Nenne alle Wörter mit Bindestrich, die im Text über aserbaidschanischen Lobbyismus vorkommen, jedes nur einmal.

* TEXTAUSZUG
>>>>

Aserbaidschanischer Lobbyismus in Deutschland? Eine kritische Einordnung

Über die Lobbyismus-Berichterstattung zu Aserbaidschan

Politiker der CDU/CSU-Bundestagsfraktion gerieten dieses Jahr durch Lobbyismus-Vorwürfe in den Fokus internationaler Medien. Der Vorwurf: unerlaubte Gefälligkeitsleistungen für die aserbaidschanische Regierung gegen Bezahlung. Das VICE-Magazin berichtete in einer Reihe von Beiträgen über die Vorwürfe – auf fragwürdige Art und Weise, findet der Autor.

Am 17. September 2021 veröffentlichte die deutschsprachige Ausgabe des US-amerikanischen Magazins „VICE“ einen Artikel, in dem mehreren Abgeordneten der CDU/CSU-Bundestagsfraktion unerlaubte Gefälligkeitsleistungen für die aserbaidschanische Regierung im Ausgleich gegen monetäre Vorteile vorgeworfen werden.

<<<<

* DATENSATZABSCHNITT
>>>>

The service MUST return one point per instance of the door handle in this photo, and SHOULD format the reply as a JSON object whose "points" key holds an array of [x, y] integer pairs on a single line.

<<<<

* VOLLSTÄNDIGE AUSGABE
Lobbyismus-Berichterstattung, CDU/CSU-Bundestagsfraktion, Lobbyismus-Vorwürfe, VICE-Magazin, US-amerikanischen